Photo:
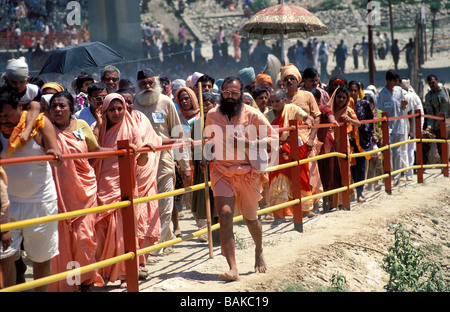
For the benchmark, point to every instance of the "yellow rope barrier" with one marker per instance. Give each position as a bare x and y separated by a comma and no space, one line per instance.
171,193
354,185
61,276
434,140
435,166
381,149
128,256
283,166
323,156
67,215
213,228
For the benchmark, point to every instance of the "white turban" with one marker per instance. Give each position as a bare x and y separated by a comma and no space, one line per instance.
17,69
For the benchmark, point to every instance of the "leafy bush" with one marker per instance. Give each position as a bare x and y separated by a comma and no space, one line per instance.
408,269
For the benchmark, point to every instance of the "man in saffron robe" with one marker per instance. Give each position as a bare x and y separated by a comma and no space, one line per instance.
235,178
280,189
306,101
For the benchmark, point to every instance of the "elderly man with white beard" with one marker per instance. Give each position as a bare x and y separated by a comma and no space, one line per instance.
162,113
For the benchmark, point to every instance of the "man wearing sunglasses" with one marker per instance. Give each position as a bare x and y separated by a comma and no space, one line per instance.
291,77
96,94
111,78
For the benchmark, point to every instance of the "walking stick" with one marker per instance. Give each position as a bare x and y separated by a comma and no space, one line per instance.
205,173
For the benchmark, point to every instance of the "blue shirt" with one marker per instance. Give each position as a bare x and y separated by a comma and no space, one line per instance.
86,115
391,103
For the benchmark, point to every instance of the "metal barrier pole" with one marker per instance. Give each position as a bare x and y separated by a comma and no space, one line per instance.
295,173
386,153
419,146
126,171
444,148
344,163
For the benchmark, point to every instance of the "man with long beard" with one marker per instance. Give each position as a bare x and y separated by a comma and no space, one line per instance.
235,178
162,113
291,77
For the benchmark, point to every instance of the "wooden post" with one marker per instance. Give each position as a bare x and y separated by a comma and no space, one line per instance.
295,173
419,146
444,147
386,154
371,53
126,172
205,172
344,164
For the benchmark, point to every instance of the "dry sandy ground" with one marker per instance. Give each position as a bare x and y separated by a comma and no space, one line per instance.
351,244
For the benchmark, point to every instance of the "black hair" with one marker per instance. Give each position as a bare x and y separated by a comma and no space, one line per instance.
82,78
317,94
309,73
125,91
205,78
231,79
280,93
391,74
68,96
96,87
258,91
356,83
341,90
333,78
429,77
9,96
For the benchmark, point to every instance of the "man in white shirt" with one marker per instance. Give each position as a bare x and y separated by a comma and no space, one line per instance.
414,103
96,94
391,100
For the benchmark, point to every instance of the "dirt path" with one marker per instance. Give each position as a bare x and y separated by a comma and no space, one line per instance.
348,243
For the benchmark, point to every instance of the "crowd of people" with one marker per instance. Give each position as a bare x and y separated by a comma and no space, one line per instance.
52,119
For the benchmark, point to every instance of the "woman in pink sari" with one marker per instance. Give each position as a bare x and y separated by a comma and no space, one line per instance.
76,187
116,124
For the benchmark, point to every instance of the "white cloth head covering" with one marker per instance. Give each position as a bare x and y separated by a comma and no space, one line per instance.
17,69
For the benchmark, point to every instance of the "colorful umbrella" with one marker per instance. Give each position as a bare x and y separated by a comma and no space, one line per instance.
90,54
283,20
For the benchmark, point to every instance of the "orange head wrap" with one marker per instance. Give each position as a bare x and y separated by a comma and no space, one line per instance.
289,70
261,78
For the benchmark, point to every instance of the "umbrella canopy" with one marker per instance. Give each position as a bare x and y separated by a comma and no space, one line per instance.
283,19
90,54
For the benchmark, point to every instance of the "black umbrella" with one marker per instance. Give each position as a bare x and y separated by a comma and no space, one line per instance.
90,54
-*-
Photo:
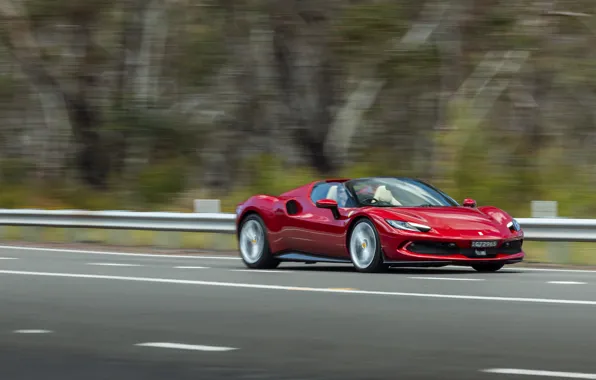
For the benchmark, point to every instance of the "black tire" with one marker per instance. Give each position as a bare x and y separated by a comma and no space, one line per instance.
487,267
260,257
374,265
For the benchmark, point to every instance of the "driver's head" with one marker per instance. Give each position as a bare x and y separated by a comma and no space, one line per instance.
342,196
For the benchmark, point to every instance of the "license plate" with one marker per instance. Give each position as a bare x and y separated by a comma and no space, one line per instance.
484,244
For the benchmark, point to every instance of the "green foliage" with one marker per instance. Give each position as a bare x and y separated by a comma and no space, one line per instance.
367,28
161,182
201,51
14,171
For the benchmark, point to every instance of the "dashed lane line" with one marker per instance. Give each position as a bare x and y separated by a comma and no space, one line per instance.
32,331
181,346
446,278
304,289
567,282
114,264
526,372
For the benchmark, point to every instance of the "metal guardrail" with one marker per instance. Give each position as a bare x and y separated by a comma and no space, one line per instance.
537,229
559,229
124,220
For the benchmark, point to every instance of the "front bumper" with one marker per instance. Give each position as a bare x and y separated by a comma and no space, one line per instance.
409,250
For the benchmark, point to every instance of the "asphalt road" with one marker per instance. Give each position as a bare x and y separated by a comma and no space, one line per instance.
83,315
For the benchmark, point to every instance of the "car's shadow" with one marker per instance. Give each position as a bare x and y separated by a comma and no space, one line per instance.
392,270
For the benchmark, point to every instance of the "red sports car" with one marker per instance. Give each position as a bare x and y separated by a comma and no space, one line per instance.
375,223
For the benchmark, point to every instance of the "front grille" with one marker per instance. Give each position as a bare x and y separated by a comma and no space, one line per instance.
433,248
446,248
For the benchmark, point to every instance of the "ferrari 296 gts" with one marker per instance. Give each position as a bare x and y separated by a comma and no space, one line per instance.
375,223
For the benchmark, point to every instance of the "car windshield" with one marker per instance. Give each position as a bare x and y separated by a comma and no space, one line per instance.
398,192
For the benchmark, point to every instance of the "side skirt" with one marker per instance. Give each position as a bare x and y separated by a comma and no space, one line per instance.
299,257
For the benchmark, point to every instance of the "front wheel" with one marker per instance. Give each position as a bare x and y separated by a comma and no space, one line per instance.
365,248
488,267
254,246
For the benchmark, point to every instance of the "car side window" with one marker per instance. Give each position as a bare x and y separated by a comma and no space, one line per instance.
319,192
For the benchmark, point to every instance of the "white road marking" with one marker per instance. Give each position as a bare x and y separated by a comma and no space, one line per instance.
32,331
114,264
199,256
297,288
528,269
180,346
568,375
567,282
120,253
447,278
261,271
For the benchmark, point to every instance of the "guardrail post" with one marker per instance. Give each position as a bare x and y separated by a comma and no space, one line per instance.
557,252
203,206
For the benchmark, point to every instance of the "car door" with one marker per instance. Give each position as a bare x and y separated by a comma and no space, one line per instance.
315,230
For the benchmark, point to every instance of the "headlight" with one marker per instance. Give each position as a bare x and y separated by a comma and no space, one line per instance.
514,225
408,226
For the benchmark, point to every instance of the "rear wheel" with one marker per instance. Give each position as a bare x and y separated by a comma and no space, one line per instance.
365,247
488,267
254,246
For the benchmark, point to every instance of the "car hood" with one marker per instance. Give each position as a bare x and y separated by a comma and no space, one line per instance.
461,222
-*-
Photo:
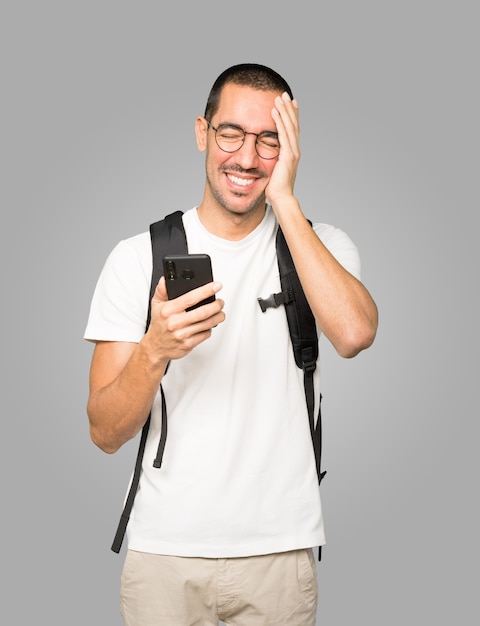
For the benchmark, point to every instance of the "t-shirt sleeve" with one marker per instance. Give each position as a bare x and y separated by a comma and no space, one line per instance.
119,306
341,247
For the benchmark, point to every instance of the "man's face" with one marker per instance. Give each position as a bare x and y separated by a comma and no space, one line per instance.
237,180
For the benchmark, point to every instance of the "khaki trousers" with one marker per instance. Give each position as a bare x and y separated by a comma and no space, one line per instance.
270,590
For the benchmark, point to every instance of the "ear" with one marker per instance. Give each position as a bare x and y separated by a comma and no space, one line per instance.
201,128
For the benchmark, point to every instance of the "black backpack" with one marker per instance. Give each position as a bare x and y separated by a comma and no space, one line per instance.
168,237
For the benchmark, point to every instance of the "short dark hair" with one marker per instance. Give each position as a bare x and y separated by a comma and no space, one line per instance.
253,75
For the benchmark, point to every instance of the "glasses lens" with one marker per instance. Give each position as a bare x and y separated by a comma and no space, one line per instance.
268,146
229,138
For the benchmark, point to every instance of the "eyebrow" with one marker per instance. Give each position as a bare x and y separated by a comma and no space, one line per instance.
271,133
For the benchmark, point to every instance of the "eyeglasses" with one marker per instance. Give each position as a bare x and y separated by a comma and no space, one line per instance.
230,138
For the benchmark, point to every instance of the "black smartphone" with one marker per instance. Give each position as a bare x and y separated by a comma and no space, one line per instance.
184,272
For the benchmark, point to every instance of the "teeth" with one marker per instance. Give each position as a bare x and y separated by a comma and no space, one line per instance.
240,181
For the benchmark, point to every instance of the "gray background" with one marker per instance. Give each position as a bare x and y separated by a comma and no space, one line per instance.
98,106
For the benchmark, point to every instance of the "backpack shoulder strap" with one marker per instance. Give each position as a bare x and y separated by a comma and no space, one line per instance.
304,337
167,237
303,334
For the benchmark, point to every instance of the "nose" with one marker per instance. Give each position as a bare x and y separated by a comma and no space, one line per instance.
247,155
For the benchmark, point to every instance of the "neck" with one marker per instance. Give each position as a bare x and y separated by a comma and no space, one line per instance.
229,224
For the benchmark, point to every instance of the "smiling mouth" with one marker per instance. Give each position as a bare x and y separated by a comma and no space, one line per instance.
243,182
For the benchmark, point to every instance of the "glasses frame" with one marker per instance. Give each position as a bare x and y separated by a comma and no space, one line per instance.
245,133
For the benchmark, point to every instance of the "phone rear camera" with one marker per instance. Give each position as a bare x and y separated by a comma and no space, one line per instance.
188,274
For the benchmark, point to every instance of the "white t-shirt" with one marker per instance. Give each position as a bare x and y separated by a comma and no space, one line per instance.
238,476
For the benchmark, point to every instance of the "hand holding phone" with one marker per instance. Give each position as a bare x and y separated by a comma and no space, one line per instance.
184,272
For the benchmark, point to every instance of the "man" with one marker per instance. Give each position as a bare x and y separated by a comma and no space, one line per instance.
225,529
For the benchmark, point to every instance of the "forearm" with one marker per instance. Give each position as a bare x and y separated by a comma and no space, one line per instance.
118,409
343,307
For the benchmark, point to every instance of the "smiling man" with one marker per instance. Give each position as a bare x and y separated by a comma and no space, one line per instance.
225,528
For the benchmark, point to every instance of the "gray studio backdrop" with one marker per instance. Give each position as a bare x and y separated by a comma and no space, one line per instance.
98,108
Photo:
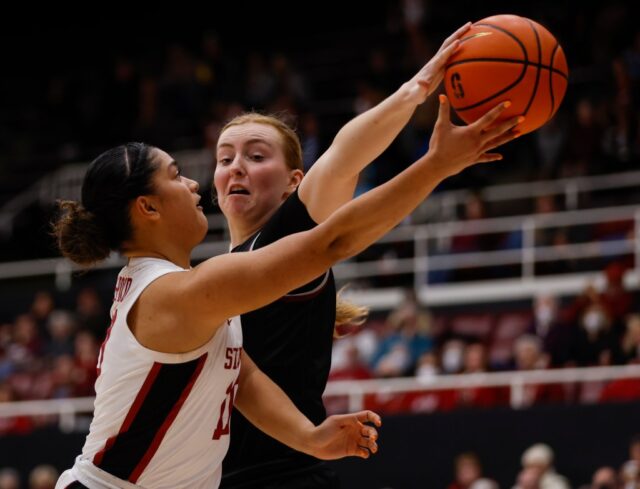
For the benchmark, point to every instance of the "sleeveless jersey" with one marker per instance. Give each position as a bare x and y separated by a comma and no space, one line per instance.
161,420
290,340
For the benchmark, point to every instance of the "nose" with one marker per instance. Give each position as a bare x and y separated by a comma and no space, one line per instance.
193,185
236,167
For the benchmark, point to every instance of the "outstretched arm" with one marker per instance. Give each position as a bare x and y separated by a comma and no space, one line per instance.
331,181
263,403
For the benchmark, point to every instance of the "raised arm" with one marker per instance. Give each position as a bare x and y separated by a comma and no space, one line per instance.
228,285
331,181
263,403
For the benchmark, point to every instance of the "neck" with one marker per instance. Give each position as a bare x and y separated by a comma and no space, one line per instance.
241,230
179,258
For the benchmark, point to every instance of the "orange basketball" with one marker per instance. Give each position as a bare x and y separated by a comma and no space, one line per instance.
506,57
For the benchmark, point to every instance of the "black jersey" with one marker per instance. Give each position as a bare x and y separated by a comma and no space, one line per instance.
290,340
-*-
Schriftliche Anweisung:
Suche in den Einträgen oben jede Zeile, die das Wort „beard“ enthält, und gib diese Zeilen vollständig wieder, wobei Groß- und Kleinschreibung zu beachten ist.

Richtige Antwort:
For the benchmark, point to every instance of the "elderly man with white beard" with one marker per instance. Give each position as a bare x and y separated by a comma and no space, one line per instance.
For the benchmark, point to every instance of the "man with long beard" with one marker per instance. Give each position as a bare x and y separated by a comma and no space, one line per instance.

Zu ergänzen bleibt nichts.